§ EXERCISE BRIEF
Output every record word for word.

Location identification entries
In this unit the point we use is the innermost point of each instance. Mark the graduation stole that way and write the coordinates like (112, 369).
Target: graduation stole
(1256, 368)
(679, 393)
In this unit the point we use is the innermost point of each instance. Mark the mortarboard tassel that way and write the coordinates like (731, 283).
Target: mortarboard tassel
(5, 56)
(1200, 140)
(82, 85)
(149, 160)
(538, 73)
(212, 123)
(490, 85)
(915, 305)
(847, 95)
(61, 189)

§ FULL OUTPUT
In this unit the point we use is the innermost point of each instance. Mark the graduation stole that way and write the coordinates like (112, 369).
Target: graduation stole
(1256, 368)
(679, 393)
In this unit the point we use is the innermost point of each instance. Mark the mortarboard tassel that way and write the coordinates like (731, 283).
Target: mortarboard tassel
(5, 56)
(1200, 140)
(82, 85)
(149, 160)
(538, 73)
(212, 123)
(490, 85)
(915, 305)
(847, 95)
(61, 189)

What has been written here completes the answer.